Continue the article on natural alternatives to drug treatment for mild to moderate depression, starting right after its final sentence.

● READING TEXT
<<<<
Once a patient receives a clinical diagnosis, the next step often involves pharmaceutical treatment. Drugs such as tricyclic-, MAO- and selective serotonin re-uptake inhibitors (SSRIs) target chemical centers in the brain that precipitate depression. They represent an aggressive approach that's required in severe cases, such as mitigating a suicide risk and easing intense anguish.
But what about mild to moderate depression? "In these cases, patients have several great reasons to go with natural alternatives," says Pierre Brunschwig, M.D., of the Helios Health Center in Boulder, Colo.
"First of all," he says, "the side-effect profile of antidepressants is something to avoid, if possible." Antidepressants can invite unwanted effects such as nausea, dry mouth, decreased libido, tremors and headaches—all of which may be acceptable for severely depressed patients, but not for those with milder cases. "In addition, many want to choose natural therapies for themselves, taking charge of their own health rather than relying on a doctor for a prescription."
He also points to the bevy of actions herbs provide, in contrast to drugs, which usually target a single problem, such as blocking a particular brain chemical. "Herbs are gentler and have a more synergistic, whole-body effect," he adds.
And if that weren't enough, there's the recent University of Connecticut study that showed drugs such as Prozac are only slightly more effective than placebos for mild to moderate depression (Prevention and Treatment, 2002).
Natural Treatment Options
When retailers think "depression," St. John's wort first comes to mind, and for good reason. Despite recent negative media attention over a study showing it (and the drug Zoloft) ineffective for severe depression (Journal of the American Medical Association, 2001), St. John's wort continues to have a strong clinical track record for more mild forms of the disease. The herb remains one of the most prescribed therapies in Germany, a country with a sophisticated and clinically based herbal system.
But St. John's wort is just the beginning when it comes to stocking the shelves with antidepressant products. In fact, for Elkins, other treatments come first. "If you're lacking in just one vitamin or mineral, for instance, you can become chronically depressed," she says. "Before doing anything, cover your bases with a vitamin B complex, which relieves stress, as well as a multivitamin and mineral supplement."
>>>>
● RECORD EXTRACTS
<<<<
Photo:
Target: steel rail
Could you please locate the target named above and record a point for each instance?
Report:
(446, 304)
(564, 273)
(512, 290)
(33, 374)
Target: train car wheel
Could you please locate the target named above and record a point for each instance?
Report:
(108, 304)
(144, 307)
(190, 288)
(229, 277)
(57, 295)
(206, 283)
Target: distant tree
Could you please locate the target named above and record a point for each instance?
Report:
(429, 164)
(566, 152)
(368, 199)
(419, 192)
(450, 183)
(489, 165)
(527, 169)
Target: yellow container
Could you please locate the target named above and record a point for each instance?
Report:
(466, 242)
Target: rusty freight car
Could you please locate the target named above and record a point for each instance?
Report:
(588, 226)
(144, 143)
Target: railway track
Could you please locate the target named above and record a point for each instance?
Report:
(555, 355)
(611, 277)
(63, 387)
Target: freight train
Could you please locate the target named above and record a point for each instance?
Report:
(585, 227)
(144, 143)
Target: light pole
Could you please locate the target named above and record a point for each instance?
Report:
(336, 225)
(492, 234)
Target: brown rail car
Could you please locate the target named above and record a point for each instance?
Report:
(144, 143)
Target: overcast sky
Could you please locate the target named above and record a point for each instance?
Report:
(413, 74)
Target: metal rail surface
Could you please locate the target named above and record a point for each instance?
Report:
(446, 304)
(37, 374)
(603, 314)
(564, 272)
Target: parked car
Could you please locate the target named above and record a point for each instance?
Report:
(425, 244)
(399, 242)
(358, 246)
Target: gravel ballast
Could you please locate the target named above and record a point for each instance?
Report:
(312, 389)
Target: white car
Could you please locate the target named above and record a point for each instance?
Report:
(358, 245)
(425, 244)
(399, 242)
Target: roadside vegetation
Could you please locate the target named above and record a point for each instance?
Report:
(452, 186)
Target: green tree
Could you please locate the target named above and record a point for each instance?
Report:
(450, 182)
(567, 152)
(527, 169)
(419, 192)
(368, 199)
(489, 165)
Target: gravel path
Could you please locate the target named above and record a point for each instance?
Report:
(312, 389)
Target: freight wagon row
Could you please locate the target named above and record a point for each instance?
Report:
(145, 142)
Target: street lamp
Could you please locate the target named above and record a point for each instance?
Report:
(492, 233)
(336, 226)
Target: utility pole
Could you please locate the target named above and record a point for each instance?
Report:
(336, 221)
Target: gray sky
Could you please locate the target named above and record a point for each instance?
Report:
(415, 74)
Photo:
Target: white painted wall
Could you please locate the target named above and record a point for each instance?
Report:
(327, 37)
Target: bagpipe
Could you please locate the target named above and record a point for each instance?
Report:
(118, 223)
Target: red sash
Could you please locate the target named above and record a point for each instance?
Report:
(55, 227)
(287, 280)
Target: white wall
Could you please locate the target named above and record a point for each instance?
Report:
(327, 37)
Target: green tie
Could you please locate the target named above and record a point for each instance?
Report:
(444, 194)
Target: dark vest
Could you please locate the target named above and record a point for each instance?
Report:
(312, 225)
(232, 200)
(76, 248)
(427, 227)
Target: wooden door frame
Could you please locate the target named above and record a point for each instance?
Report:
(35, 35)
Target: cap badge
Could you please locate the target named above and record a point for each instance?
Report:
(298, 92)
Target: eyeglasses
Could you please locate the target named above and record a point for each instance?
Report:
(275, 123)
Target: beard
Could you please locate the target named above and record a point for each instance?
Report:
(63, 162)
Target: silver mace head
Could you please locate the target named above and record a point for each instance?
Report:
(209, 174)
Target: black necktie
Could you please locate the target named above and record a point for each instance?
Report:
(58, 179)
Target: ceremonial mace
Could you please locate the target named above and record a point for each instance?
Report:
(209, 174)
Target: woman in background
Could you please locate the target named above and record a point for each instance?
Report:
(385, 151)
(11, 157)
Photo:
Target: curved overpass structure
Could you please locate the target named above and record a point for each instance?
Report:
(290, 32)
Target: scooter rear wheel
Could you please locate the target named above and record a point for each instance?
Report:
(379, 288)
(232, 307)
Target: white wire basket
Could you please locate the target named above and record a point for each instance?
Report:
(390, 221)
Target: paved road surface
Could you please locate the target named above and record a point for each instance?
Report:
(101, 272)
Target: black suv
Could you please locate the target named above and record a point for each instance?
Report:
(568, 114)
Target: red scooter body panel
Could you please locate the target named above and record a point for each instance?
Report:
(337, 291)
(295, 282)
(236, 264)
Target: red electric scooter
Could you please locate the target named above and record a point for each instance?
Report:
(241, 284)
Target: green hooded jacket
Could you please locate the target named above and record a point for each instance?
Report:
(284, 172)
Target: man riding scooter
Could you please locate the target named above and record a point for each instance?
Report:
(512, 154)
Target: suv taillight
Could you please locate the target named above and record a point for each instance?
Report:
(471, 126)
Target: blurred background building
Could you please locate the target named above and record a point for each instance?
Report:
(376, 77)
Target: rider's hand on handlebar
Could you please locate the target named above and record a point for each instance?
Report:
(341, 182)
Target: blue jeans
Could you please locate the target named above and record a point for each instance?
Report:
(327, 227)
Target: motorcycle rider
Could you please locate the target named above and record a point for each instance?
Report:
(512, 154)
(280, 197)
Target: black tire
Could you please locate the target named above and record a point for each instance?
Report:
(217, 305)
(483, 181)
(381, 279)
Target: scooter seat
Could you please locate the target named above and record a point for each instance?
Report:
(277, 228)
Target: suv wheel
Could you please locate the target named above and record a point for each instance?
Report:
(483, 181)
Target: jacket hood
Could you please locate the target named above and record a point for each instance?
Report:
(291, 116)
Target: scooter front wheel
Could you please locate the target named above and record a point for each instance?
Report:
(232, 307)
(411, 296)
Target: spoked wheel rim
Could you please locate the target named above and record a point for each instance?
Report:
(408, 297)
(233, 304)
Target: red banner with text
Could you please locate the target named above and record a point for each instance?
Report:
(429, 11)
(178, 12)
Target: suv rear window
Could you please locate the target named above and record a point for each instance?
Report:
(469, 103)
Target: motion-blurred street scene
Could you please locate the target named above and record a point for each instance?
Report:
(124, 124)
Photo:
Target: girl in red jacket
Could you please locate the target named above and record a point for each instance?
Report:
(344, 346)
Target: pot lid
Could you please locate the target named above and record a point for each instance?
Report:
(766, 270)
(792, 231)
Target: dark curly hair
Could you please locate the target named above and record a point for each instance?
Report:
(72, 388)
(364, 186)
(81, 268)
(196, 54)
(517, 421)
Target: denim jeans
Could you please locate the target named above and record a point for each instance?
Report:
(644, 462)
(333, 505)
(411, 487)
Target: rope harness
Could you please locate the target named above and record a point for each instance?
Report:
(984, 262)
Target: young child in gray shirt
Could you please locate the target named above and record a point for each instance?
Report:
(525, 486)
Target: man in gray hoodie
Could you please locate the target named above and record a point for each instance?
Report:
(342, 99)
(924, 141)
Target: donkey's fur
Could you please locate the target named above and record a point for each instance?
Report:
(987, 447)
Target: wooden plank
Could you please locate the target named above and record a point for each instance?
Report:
>>>>
● EXPECTED ANSWER
After vitamin therapy, the next step in her "core protocol" for depression is a form of tryptophan called 5-HTP (see Depression Supplements Checklist). "It boosts serotonin without some of the negative side effects of antidepressants." She then suggests adding ginkgo (Ginkgo biloba), which increases blood flow to the brain capillaries and omega-3 essential fatty acids, which maintain the health and efficiency of the brain's nerve cells.
Only when a patient has incorporated these supplements in his daily routine will Elkins recommend the last step: choosing either SAMe, St. John's wort, NADH, tyrosine or DLPA. She warns that both SAMe and St. John's wort can increase the effects of antidepressant drugs, so they should not be used together. For all cases, retailers should research the products they buy, says the Special Care Community's Markow. "Be confident in and familiar with your manufacturer—and make sure the product has been tested by an independent lab."
Given the complexities of the disease, healing from depression greatly benefits from a group effort. Competent care providers make the diagnosis; patients take charge of their own treatment; and informed retailers offer advice on navigating the field of options. Indeed, a retailer's knowledge and product suggestions can go a long way in helping those customers with depression find lasting relief, naturally.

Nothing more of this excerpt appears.